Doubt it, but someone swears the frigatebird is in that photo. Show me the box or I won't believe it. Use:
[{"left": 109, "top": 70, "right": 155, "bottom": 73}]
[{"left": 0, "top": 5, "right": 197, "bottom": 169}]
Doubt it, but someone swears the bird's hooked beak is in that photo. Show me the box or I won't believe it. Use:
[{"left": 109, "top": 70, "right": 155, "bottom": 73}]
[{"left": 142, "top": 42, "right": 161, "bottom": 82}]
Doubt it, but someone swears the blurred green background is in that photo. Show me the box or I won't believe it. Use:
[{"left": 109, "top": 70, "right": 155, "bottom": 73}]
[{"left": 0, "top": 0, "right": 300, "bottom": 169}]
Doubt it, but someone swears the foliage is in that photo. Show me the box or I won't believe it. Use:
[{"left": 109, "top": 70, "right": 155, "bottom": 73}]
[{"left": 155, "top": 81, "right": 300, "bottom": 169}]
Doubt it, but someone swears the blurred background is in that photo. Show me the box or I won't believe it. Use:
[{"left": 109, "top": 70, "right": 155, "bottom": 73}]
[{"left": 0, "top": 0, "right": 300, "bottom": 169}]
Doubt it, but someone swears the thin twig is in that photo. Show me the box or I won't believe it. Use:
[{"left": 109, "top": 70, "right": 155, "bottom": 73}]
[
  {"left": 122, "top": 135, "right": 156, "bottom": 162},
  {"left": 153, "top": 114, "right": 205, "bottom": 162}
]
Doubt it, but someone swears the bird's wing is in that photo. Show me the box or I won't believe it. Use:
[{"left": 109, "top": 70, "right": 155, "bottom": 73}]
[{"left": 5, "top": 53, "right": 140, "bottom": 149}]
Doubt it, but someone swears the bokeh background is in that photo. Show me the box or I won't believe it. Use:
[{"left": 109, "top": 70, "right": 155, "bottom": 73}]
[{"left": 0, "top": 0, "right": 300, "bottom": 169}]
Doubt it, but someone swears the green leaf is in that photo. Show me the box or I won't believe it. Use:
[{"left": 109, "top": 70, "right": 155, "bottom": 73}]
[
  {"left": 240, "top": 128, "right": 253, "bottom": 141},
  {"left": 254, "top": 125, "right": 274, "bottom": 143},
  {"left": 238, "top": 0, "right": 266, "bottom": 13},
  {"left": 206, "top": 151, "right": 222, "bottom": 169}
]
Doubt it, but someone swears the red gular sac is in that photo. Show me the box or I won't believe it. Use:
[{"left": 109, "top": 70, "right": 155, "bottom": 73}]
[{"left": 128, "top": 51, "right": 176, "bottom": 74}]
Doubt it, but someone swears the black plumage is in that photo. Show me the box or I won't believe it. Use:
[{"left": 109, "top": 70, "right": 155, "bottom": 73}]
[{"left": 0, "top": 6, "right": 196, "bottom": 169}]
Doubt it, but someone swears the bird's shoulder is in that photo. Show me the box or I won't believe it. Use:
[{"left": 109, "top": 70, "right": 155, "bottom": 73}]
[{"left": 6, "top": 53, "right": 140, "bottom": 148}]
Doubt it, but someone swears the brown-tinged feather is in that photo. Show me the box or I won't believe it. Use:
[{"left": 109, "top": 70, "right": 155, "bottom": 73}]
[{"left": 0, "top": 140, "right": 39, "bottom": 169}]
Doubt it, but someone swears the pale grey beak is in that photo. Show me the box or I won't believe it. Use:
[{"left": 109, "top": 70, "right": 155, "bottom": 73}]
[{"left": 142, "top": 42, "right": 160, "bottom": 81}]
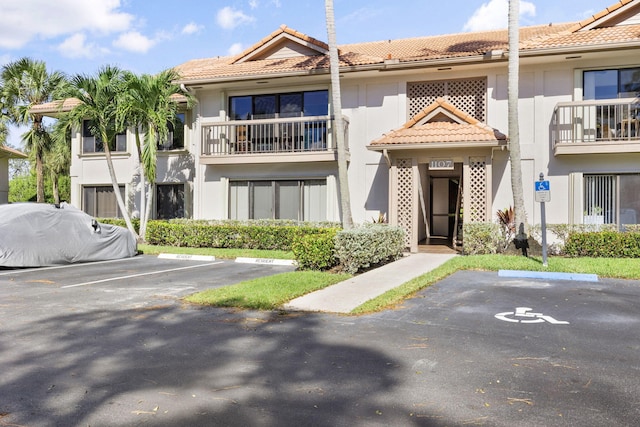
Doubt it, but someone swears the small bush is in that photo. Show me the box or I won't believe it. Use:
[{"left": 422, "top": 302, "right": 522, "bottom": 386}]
[
  {"left": 335, "top": 224, "right": 405, "bottom": 274},
  {"left": 291, "top": 228, "right": 338, "bottom": 270},
  {"left": 462, "top": 222, "right": 502, "bottom": 255},
  {"left": 564, "top": 231, "right": 640, "bottom": 258},
  {"left": 146, "top": 220, "right": 336, "bottom": 251}
]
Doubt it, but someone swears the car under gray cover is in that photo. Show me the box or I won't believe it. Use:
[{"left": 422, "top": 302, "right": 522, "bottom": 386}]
[{"left": 0, "top": 203, "right": 137, "bottom": 267}]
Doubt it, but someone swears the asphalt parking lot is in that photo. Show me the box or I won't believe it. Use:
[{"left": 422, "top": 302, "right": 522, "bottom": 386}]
[{"left": 0, "top": 257, "right": 640, "bottom": 426}]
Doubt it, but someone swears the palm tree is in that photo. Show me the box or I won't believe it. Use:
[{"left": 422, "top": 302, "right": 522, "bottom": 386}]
[
  {"left": 45, "top": 119, "right": 72, "bottom": 203},
  {"left": 118, "top": 69, "right": 195, "bottom": 240},
  {"left": 508, "top": 0, "right": 528, "bottom": 247},
  {"left": 1, "top": 58, "right": 66, "bottom": 203},
  {"left": 324, "top": 0, "right": 353, "bottom": 229},
  {"left": 62, "top": 66, "right": 138, "bottom": 239}
]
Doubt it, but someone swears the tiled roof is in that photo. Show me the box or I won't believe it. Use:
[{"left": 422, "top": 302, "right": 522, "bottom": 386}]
[
  {"left": 176, "top": 0, "right": 640, "bottom": 84},
  {"left": 371, "top": 98, "right": 507, "bottom": 148},
  {"left": 31, "top": 94, "right": 187, "bottom": 115},
  {"left": 31, "top": 98, "right": 80, "bottom": 114}
]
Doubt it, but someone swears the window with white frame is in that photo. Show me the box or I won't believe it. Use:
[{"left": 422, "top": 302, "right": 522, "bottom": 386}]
[
  {"left": 82, "top": 120, "right": 127, "bottom": 153},
  {"left": 229, "top": 179, "right": 327, "bottom": 221},
  {"left": 583, "top": 174, "right": 640, "bottom": 230},
  {"left": 158, "top": 113, "right": 185, "bottom": 151},
  {"left": 156, "top": 184, "right": 184, "bottom": 219},
  {"left": 82, "top": 185, "right": 124, "bottom": 218}
]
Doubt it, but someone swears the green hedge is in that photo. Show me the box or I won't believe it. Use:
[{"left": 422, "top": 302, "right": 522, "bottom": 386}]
[
  {"left": 335, "top": 224, "right": 405, "bottom": 274},
  {"left": 291, "top": 228, "right": 338, "bottom": 270},
  {"left": 462, "top": 222, "right": 508, "bottom": 255},
  {"left": 564, "top": 231, "right": 640, "bottom": 258}
]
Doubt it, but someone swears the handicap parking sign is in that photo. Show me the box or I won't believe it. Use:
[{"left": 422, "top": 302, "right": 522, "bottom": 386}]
[{"left": 535, "top": 181, "right": 551, "bottom": 202}]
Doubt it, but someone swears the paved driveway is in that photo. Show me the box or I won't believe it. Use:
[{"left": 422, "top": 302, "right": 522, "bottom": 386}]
[{"left": 0, "top": 259, "right": 640, "bottom": 426}]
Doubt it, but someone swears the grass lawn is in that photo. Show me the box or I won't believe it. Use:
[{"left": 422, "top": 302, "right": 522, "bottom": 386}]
[{"left": 185, "top": 271, "right": 350, "bottom": 310}]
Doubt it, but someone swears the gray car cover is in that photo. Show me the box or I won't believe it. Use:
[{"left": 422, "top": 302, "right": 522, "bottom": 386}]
[{"left": 0, "top": 203, "right": 137, "bottom": 267}]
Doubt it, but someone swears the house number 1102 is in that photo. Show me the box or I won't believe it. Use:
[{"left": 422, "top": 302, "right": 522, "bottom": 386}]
[{"left": 429, "top": 159, "right": 453, "bottom": 170}]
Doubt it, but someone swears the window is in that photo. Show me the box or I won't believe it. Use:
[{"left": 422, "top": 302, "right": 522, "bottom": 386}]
[
  {"left": 156, "top": 184, "right": 184, "bottom": 219},
  {"left": 158, "top": 113, "right": 185, "bottom": 151},
  {"left": 82, "top": 120, "right": 127, "bottom": 153},
  {"left": 82, "top": 185, "right": 124, "bottom": 218},
  {"left": 583, "top": 174, "right": 640, "bottom": 229},
  {"left": 583, "top": 68, "right": 640, "bottom": 100},
  {"left": 229, "top": 179, "right": 327, "bottom": 221}
]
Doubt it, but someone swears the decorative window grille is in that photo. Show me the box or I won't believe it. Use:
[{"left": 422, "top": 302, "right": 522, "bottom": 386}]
[
  {"left": 407, "top": 78, "right": 487, "bottom": 122},
  {"left": 465, "top": 157, "right": 487, "bottom": 222},
  {"left": 584, "top": 175, "right": 616, "bottom": 224},
  {"left": 396, "top": 159, "right": 413, "bottom": 247}
]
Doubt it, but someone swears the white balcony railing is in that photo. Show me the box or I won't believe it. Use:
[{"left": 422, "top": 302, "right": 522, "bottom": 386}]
[
  {"left": 201, "top": 116, "right": 349, "bottom": 156},
  {"left": 552, "top": 98, "right": 640, "bottom": 147}
]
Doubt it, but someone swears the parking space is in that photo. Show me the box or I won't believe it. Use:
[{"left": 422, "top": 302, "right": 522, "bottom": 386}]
[
  {"left": 0, "top": 266, "right": 640, "bottom": 427},
  {"left": 0, "top": 255, "right": 293, "bottom": 310}
]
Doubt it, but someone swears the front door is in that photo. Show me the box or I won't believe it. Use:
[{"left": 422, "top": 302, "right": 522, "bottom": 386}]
[{"left": 431, "top": 178, "right": 459, "bottom": 240}]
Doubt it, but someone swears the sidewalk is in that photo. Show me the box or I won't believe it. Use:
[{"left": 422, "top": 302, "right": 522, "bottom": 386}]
[{"left": 284, "top": 253, "right": 456, "bottom": 313}]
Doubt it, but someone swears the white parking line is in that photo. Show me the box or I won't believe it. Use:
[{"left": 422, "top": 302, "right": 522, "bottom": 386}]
[{"left": 62, "top": 261, "right": 223, "bottom": 289}]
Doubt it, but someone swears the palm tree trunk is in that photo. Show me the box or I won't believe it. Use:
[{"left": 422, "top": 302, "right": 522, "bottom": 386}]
[
  {"left": 508, "top": 0, "right": 529, "bottom": 246},
  {"left": 102, "top": 133, "right": 138, "bottom": 240},
  {"left": 36, "top": 147, "right": 44, "bottom": 203},
  {"left": 324, "top": 0, "right": 353, "bottom": 229}
]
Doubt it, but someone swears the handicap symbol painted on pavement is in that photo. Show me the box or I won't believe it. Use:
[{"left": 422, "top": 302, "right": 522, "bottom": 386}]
[{"left": 495, "top": 307, "right": 569, "bottom": 325}]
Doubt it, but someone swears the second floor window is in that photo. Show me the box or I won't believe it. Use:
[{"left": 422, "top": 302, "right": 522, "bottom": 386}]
[
  {"left": 82, "top": 120, "right": 127, "bottom": 153},
  {"left": 583, "top": 68, "right": 640, "bottom": 100},
  {"left": 229, "top": 90, "right": 329, "bottom": 120}
]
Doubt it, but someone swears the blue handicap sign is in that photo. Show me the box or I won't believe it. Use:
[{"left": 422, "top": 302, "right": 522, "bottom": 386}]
[{"left": 535, "top": 181, "right": 549, "bottom": 191}]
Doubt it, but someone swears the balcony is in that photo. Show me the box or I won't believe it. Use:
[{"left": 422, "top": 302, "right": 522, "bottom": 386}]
[
  {"left": 551, "top": 98, "right": 640, "bottom": 156},
  {"left": 200, "top": 116, "right": 349, "bottom": 164}
]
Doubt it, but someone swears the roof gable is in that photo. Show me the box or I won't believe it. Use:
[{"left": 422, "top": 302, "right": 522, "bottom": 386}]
[
  {"left": 371, "top": 98, "right": 507, "bottom": 148},
  {"left": 570, "top": 0, "right": 640, "bottom": 32},
  {"left": 233, "top": 25, "right": 329, "bottom": 64}
]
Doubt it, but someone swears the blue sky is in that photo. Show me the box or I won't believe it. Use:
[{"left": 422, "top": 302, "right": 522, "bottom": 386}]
[{"left": 0, "top": 0, "right": 616, "bottom": 146}]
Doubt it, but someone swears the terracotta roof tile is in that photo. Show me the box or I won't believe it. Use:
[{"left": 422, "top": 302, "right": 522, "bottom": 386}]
[
  {"left": 176, "top": 0, "right": 640, "bottom": 83},
  {"left": 371, "top": 98, "right": 507, "bottom": 147},
  {"left": 0, "top": 146, "right": 27, "bottom": 159},
  {"left": 371, "top": 122, "right": 506, "bottom": 146},
  {"left": 31, "top": 98, "right": 80, "bottom": 114}
]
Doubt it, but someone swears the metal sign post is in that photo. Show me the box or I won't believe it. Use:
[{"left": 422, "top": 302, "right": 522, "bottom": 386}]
[{"left": 535, "top": 172, "right": 551, "bottom": 267}]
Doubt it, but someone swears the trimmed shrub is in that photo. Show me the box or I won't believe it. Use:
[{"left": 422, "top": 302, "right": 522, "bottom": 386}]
[
  {"left": 564, "top": 231, "right": 640, "bottom": 258},
  {"left": 146, "top": 220, "right": 336, "bottom": 251},
  {"left": 335, "top": 224, "right": 405, "bottom": 274},
  {"left": 291, "top": 228, "right": 338, "bottom": 270},
  {"left": 462, "top": 222, "right": 502, "bottom": 255}
]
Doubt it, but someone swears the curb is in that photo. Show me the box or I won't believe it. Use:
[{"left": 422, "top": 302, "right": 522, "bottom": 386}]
[
  {"left": 236, "top": 257, "right": 297, "bottom": 265},
  {"left": 498, "top": 270, "right": 598, "bottom": 282},
  {"left": 158, "top": 254, "right": 216, "bottom": 261}
]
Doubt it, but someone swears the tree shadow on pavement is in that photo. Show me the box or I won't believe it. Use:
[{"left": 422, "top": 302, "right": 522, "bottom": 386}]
[{"left": 0, "top": 304, "right": 450, "bottom": 426}]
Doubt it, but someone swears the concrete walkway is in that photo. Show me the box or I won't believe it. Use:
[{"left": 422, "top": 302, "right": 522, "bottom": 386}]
[{"left": 284, "top": 253, "right": 456, "bottom": 313}]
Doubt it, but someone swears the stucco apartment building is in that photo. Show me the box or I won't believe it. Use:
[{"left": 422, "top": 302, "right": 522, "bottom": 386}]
[{"left": 33, "top": 0, "right": 640, "bottom": 251}]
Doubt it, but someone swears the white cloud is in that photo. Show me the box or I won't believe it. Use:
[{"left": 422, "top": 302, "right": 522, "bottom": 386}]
[
  {"left": 182, "top": 22, "right": 204, "bottom": 34},
  {"left": 56, "top": 33, "right": 108, "bottom": 58},
  {"left": 0, "top": 0, "right": 134, "bottom": 49},
  {"left": 113, "top": 31, "right": 158, "bottom": 53},
  {"left": 216, "top": 6, "right": 256, "bottom": 30},
  {"left": 462, "top": 0, "right": 536, "bottom": 31},
  {"left": 227, "top": 43, "right": 244, "bottom": 56}
]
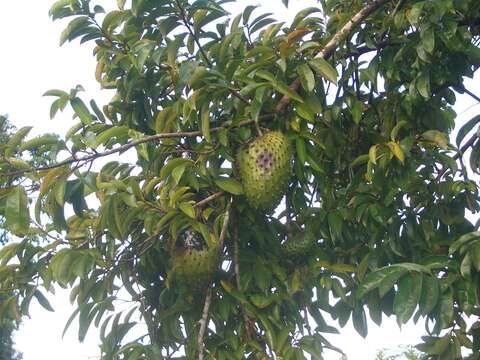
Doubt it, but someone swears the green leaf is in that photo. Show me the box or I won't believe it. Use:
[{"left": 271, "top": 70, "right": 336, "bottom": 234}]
[
  {"left": 416, "top": 72, "right": 431, "bottom": 99},
  {"left": 70, "top": 97, "right": 93, "bottom": 125},
  {"left": 418, "top": 276, "right": 440, "bottom": 315},
  {"left": 92, "top": 126, "right": 129, "bottom": 149},
  {"left": 448, "top": 231, "right": 480, "bottom": 255},
  {"left": 19, "top": 134, "right": 60, "bottom": 152},
  {"left": 287, "top": 7, "right": 321, "bottom": 30},
  {"left": 422, "top": 130, "right": 448, "bottom": 150},
  {"left": 308, "top": 58, "right": 338, "bottom": 85},
  {"left": 215, "top": 178, "right": 243, "bottom": 195},
  {"left": 201, "top": 103, "right": 212, "bottom": 143},
  {"left": 357, "top": 266, "right": 407, "bottom": 298},
  {"left": 387, "top": 141, "right": 405, "bottom": 164},
  {"left": 160, "top": 158, "right": 193, "bottom": 180},
  {"left": 455, "top": 115, "right": 480, "bottom": 148},
  {"left": 178, "top": 202, "right": 197, "bottom": 219},
  {"left": 5, "top": 126, "right": 32, "bottom": 157},
  {"left": 393, "top": 274, "right": 422, "bottom": 324},
  {"left": 60, "top": 16, "right": 90, "bottom": 45},
  {"left": 33, "top": 289, "right": 55, "bottom": 312},
  {"left": 297, "top": 64, "right": 315, "bottom": 92},
  {"left": 352, "top": 306, "right": 368, "bottom": 338},
  {"left": 5, "top": 186, "right": 30, "bottom": 236}
]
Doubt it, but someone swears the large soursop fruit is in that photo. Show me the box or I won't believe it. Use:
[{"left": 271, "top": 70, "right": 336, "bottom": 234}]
[
  {"left": 172, "top": 231, "right": 220, "bottom": 293},
  {"left": 282, "top": 230, "right": 316, "bottom": 262},
  {"left": 237, "top": 131, "right": 292, "bottom": 212}
]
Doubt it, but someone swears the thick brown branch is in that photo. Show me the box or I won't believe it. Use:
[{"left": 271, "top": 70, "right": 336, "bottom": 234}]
[
  {"left": 0, "top": 120, "right": 255, "bottom": 177},
  {"left": 197, "top": 199, "right": 233, "bottom": 360},
  {"left": 275, "top": 0, "right": 388, "bottom": 114}
]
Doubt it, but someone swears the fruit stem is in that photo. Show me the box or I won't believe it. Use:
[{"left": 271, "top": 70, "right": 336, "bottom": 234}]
[{"left": 255, "top": 121, "right": 263, "bottom": 136}]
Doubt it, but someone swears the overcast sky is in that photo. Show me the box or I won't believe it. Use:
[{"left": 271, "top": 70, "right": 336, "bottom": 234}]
[{"left": 0, "top": 0, "right": 480, "bottom": 360}]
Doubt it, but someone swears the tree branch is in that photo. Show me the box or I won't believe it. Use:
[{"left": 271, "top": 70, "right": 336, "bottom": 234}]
[
  {"left": 193, "top": 191, "right": 225, "bottom": 208},
  {"left": 197, "top": 199, "right": 233, "bottom": 360},
  {"left": 275, "top": 0, "right": 389, "bottom": 114},
  {"left": 197, "top": 289, "right": 212, "bottom": 360},
  {"left": 233, "top": 223, "right": 252, "bottom": 341},
  {"left": 0, "top": 115, "right": 260, "bottom": 178}
]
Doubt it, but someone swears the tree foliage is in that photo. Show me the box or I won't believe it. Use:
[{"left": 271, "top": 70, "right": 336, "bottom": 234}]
[{"left": 0, "top": 0, "right": 480, "bottom": 359}]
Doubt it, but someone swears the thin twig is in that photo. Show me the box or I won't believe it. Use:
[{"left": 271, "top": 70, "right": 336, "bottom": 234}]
[
  {"left": 233, "top": 223, "right": 252, "bottom": 341},
  {"left": 193, "top": 191, "right": 225, "bottom": 208},
  {"left": 219, "top": 198, "right": 233, "bottom": 247},
  {"left": 462, "top": 87, "right": 480, "bottom": 103},
  {"left": 0, "top": 120, "right": 255, "bottom": 177},
  {"left": 197, "top": 289, "right": 212, "bottom": 360},
  {"left": 275, "top": 0, "right": 388, "bottom": 114}
]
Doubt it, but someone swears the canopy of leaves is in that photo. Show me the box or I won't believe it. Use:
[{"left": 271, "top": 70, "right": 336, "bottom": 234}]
[{"left": 0, "top": 0, "right": 480, "bottom": 360}]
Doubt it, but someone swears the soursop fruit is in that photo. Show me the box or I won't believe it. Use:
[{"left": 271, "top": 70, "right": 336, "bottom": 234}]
[
  {"left": 282, "top": 230, "right": 316, "bottom": 262},
  {"left": 237, "top": 131, "right": 292, "bottom": 212},
  {"left": 172, "top": 231, "right": 220, "bottom": 293}
]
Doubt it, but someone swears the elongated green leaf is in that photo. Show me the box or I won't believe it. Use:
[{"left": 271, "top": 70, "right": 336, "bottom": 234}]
[
  {"left": 418, "top": 276, "right": 440, "bottom": 315},
  {"left": 5, "top": 126, "right": 32, "bottom": 157},
  {"left": 448, "top": 231, "right": 480, "bottom": 255},
  {"left": 70, "top": 97, "right": 93, "bottom": 125},
  {"left": 60, "top": 16, "right": 90, "bottom": 45},
  {"left": 455, "top": 115, "right": 480, "bottom": 147},
  {"left": 201, "top": 104, "right": 212, "bottom": 143},
  {"left": 215, "top": 178, "right": 243, "bottom": 195},
  {"left": 92, "top": 126, "right": 129, "bottom": 149},
  {"left": 357, "top": 266, "right": 407, "bottom": 298},
  {"left": 297, "top": 64, "right": 315, "bottom": 92},
  {"left": 33, "top": 289, "right": 55, "bottom": 312},
  {"left": 178, "top": 203, "right": 196, "bottom": 219},
  {"left": 19, "top": 134, "right": 59, "bottom": 152},
  {"left": 5, "top": 186, "right": 30, "bottom": 236},
  {"left": 393, "top": 274, "right": 422, "bottom": 324},
  {"left": 308, "top": 58, "right": 338, "bottom": 85}
]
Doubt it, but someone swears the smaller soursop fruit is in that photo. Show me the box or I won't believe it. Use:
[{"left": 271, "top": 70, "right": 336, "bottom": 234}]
[
  {"left": 172, "top": 231, "right": 220, "bottom": 293},
  {"left": 282, "top": 230, "right": 316, "bottom": 262},
  {"left": 237, "top": 131, "right": 292, "bottom": 212}
]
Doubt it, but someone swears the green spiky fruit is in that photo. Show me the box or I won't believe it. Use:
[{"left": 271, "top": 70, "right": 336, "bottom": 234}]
[
  {"left": 282, "top": 230, "right": 316, "bottom": 262},
  {"left": 173, "top": 246, "right": 220, "bottom": 293},
  {"left": 237, "top": 131, "right": 292, "bottom": 212}
]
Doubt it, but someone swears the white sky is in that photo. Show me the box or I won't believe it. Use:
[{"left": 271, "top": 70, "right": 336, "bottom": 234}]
[{"left": 0, "top": 0, "right": 480, "bottom": 360}]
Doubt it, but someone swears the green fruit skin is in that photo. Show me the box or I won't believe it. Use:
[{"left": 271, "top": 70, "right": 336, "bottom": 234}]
[
  {"left": 282, "top": 231, "right": 316, "bottom": 262},
  {"left": 173, "top": 247, "right": 220, "bottom": 293},
  {"left": 237, "top": 131, "right": 292, "bottom": 212}
]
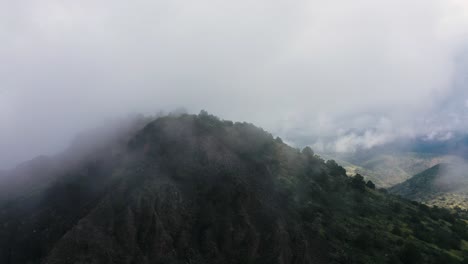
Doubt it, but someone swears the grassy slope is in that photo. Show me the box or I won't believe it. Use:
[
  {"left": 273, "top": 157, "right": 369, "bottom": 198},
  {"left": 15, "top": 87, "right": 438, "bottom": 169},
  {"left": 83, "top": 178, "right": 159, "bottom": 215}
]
[
  {"left": 389, "top": 164, "right": 468, "bottom": 209},
  {"left": 0, "top": 114, "right": 468, "bottom": 264},
  {"left": 322, "top": 152, "right": 460, "bottom": 188}
]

_ _ _ _ _

▶ _Short problem_
Beginning at the line that contains "Doubt it, but someone swears the smaller", give the remaining lines of the records again exactly, through the last one. Leave out pictures.

▶ _Exercise answer_
Doubt it, but someone swears the smaller soursop fruit is in that photo. Show me the box or I won't believe it. Use:
[{"left": 271, "top": 70, "right": 336, "bottom": 234}]
[
  {"left": 172, "top": 231, "right": 220, "bottom": 293},
  {"left": 282, "top": 230, "right": 316, "bottom": 262},
  {"left": 237, "top": 131, "right": 292, "bottom": 212}
]
Doubt it, but someone swears the green spiky fruit is in that photo. Show me the box or I won't believe it. Use:
[{"left": 271, "top": 70, "right": 336, "bottom": 234}]
[
  {"left": 282, "top": 230, "right": 316, "bottom": 262},
  {"left": 173, "top": 246, "right": 220, "bottom": 293},
  {"left": 237, "top": 131, "right": 292, "bottom": 212}
]
Doubt it, but someone swears the white sky is in that photo. Show me the box or I won't believe it. Use:
[{"left": 271, "top": 70, "right": 336, "bottom": 234}]
[{"left": 0, "top": 0, "right": 480, "bottom": 360}]
Doubt it, but someone swears the green fruit skin is in that photo. Show me the box or I won't believe it. Use:
[{"left": 271, "top": 70, "right": 336, "bottom": 234}]
[
  {"left": 282, "top": 231, "right": 316, "bottom": 262},
  {"left": 173, "top": 247, "right": 220, "bottom": 293},
  {"left": 237, "top": 131, "right": 292, "bottom": 212}
]
Doubt it, but someone swears the grassy slope is in that photo. Show me the box or I won't believe it. Use:
[
  {"left": 273, "top": 157, "right": 369, "bottom": 198},
  {"left": 15, "top": 87, "right": 438, "bottom": 169},
  {"left": 83, "top": 178, "right": 159, "bottom": 215}
]
[
  {"left": 389, "top": 164, "right": 468, "bottom": 209},
  {"left": 0, "top": 114, "right": 468, "bottom": 264},
  {"left": 322, "top": 152, "right": 460, "bottom": 188}
]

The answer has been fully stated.